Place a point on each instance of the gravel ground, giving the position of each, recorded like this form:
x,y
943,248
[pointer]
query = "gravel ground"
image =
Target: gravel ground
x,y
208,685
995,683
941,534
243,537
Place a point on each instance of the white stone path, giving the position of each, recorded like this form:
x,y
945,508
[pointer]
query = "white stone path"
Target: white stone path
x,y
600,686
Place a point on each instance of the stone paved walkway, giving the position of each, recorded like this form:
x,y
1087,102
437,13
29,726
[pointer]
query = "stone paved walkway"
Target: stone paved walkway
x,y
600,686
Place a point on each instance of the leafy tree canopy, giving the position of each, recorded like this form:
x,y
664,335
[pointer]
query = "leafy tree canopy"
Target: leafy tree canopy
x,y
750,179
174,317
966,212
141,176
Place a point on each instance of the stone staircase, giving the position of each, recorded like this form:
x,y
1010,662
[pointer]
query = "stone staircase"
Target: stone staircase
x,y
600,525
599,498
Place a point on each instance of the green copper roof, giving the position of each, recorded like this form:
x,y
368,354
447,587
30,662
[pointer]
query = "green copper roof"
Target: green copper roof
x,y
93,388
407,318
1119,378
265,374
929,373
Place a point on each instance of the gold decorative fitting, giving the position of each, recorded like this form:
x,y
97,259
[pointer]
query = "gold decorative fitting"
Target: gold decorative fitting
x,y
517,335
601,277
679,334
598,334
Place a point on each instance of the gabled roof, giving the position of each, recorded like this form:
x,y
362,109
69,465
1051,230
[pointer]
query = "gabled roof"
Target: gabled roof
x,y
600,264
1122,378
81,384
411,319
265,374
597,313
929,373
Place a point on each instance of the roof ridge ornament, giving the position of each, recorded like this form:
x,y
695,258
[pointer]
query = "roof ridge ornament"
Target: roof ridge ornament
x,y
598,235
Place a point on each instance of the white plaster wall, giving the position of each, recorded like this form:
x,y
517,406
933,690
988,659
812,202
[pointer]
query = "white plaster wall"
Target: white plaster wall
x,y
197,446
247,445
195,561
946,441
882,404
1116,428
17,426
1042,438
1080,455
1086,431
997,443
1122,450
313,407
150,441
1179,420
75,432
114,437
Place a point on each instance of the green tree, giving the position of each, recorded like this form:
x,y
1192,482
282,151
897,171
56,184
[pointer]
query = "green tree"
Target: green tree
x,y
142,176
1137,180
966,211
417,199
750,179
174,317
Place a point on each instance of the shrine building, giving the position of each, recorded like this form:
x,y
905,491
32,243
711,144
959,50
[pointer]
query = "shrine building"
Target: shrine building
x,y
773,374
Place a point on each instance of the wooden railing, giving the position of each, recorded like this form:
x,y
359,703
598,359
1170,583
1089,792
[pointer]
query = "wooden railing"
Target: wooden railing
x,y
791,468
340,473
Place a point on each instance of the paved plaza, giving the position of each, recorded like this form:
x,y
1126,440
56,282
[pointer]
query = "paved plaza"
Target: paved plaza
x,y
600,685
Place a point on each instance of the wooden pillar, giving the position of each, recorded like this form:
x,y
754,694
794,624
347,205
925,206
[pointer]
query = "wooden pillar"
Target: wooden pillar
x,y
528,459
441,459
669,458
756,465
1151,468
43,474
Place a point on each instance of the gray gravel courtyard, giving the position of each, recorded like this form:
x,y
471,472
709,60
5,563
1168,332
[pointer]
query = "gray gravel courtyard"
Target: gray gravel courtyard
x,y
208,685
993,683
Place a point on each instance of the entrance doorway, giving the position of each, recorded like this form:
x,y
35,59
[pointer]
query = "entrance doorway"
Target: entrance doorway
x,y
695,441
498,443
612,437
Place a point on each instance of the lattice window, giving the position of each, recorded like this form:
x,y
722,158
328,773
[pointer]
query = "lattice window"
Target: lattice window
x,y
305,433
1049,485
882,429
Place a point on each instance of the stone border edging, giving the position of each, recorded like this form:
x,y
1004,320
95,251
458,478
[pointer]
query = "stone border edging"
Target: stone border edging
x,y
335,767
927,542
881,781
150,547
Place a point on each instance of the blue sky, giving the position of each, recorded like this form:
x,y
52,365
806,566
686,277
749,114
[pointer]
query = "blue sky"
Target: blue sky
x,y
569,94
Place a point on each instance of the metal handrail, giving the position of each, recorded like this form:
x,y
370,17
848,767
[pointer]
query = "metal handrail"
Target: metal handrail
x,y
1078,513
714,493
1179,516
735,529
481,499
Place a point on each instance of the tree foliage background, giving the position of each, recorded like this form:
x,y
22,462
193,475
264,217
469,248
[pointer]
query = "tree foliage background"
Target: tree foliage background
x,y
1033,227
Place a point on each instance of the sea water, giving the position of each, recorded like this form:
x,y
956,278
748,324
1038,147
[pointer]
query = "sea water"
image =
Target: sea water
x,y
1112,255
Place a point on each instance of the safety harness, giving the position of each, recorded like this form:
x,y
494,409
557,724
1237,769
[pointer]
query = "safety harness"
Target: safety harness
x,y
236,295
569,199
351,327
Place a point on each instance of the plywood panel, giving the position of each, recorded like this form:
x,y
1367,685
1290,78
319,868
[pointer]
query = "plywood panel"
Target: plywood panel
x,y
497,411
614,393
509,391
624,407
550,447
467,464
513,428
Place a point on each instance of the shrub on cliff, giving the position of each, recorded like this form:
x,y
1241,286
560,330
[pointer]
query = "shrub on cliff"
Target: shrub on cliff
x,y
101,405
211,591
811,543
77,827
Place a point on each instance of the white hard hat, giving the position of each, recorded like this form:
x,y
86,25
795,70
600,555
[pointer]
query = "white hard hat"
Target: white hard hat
══════════════════════════════
**Written instruction**
Copy all of the lines above verbatim.

**Finished task**
Place a point on each instance of the gravel ground, giving the position of each, recorded like this form:
x,y
943,248
[pointer]
query = "gravel ground"
image =
Target: gravel ground
x,y
208,685
995,683
941,534
243,537
Place a point on each instance of the white stone path, giving the position of each, recorded like this form:
x,y
945,508
[pointer]
query = "white stone path"
Target: white stone path
x,y
600,686
Place a point on each instance of the stone paved walkway, giving the position of each, recorded like this form:
x,y
1087,102
437,13
29,726
[pointer]
query = "stone paved walkway"
Target: stone paved walkway
x,y
600,686
Place a point on each instance of the leafy tree canopy, giving the position of each, recorded like this form:
x,y
664,335
[pointer]
query = "leafy tree canopy"
Target: leafy tree canopy
x,y
750,179
174,317
966,212
141,176
Place a point on each instance of the stone staircase, giving the position of each, recorded like this form:
x,y
1010,662
[pointer]
query = "stone staircase"
Target: stone staircase
x,y
600,525
599,498
Place a point on each instance of the green copper roof, giving the position of each, recorded like this form:
x,y
368,354
447,587
30,662
[pointer]
query = "green copper roof"
Target: green copper roof
x,y
93,388
407,318
1119,378
265,374
929,373
Place a point on each instance of the gold decorative fitting, giving the position of each, recorded like this form:
x,y
97,259
[pointer]
query = "gold decorative fitting"
Target: gold decorative fitting
x,y
517,335
601,277
679,334
598,334
Place a point on each instance of the gabled roof, giving the position of each, recorded like this form:
x,y
362,109
69,465
1051,230
[pointer]
query = "gabled roof"
Target: gabled roof
x,y
600,264
1122,378
81,384
411,319
265,374
597,313
929,373
Place a point on each instance of the roof ridge ornament, giving the position of each, recorded like this form:
x,y
695,258
[pointer]
query = "roof ridge ornament"
Target: roof ridge ornament
x,y
598,235
Place a point on each instance of the white plaster wall, giving the position of each, recorded like this form:
x,y
517,406
933,690
988,659
812,202
[pointer]
query = "white plaster wall"
Target: white plaster wall
x,y
197,446
247,445
195,561
946,441
882,404
1116,428
17,426
1042,438
1080,455
1086,431
997,443
1122,450
313,407
150,441
1179,420
75,432
114,437
Place a point on each instance of the green tree, giving the position of each, recorded like this form:
x,y
1192,482
282,151
897,171
56,184
[pointer]
query = "green tree"
Target: green tree
x,y
142,176
1137,180
966,211
417,199
750,179
174,317
Place a point on each instance of the shrine building, giving the position of each, recorded like this form:
x,y
905,491
32,243
711,144
959,50
[pointer]
query = "shrine building"
Target: shrine building
x,y
773,374
Place a point on each instance of the wooden railing, giving the position of each, recorded like this form:
x,y
359,703
598,359
1170,583
1089,792
[pointer]
query = "wooden railing"
Target: wooden railing
x,y
791,468
340,473
Place a point on each instance of the paved plaza, giving the position of each, recorded like this form:
x,y
1126,440
56,282
[pointer]
query = "paved plaza"
Target: paved plaza
x,y
600,685
Place a point on each instance of the wooden pillar, giving the position of each, recorded like this form:
x,y
754,694
794,624
347,205
925,206
[pointer]
query = "wooden pillar"
Target: wooden pillar
x,y
528,459
441,459
669,458
756,465
1151,468
43,474
Place a point on each instance of the gray gravel courtyard, giving the position of each, recorded like this form:
x,y
471,472
709,60
5,563
1168,332
[pointer]
query = "gray gravel courtyard"
Target: gray gravel courtyard
x,y
208,685
993,683
Place a point on each instance of the entrance doorway, giving the position of each, recorded like this form:
x,y
35,59
[pointer]
query = "entrance doorway"
Target: entrance doorway
x,y
695,441
498,443
612,437
Place a point on each instance of the lattice window, giving the position of each, recorded like this form:
x,y
722,158
328,773
[pointer]
query = "lattice window"
Target: lattice window
x,y
305,433
1049,485
882,429
Place a point on each instance of the stone border edging, giving the position of each, recorded like this form:
x,y
1004,320
95,251
458,478
[pointer]
query = "stone border edging"
Target: stone border edging
x,y
335,767
927,542
881,781
150,547
Place a point on each instance of the blue sky, giving the position of each, recorded like this form:
x,y
52,365
806,566
686,277
749,114
[pointer]
query = "blue sky"
Target: blue sky
x,y
569,94
Place a point on each instance of the metal handrail, giving the position of each, recorded like this form:
x,y
370,17
848,767
[pointer]
query = "metal handrail"
Target: metal handrail
x,y
1078,513
714,493
1179,516
735,529
481,499
Place a point on each instance of the tree foliage background, giving the position of each, recorded like this form:
x,y
22,462
193,475
264,217
469,248
[pointer]
query = "tree foliage background"
Target: tree foliage background
x,y
1033,227
Place a point on each instance of the sea water, giving the position of each, recorded like this form:
x,y
956,278
748,324
1038,147
[pointer]
query = "sea water"
image =
Target: sea water
x,y
1112,255
Place a point on each instance of the safety harness, giving the position of each, recorded like this form:
x,y
494,409
557,724
1237,769
[pointer]
query = "safety harness"
Target: safety harness
x,y
236,295
569,199
351,327
Place a point on each instance of the plywood panel, giving the position of each, recorded like this form:
x,y
1367,685
1290,78
319,868
[pointer]
query = "plywood panel"
Target: plywood panel
x,y
497,411
614,393
509,391
624,407
550,447
467,464
513,428
Place a point on each instance of the shrub on cliff, giving the position of each, recorded like this form:
x,y
1241,286
560,330
[pointer]
query = "shrub on cliff"
Target: shrub on cliff
x,y
101,405
211,591
811,543
77,827
Place a point on each instance of the white hard hat, giving the position of each, recorded like this form:
x,y
86,25
795,70
600,555
[pointer]
query = "white hard hat"
Target: white hard hat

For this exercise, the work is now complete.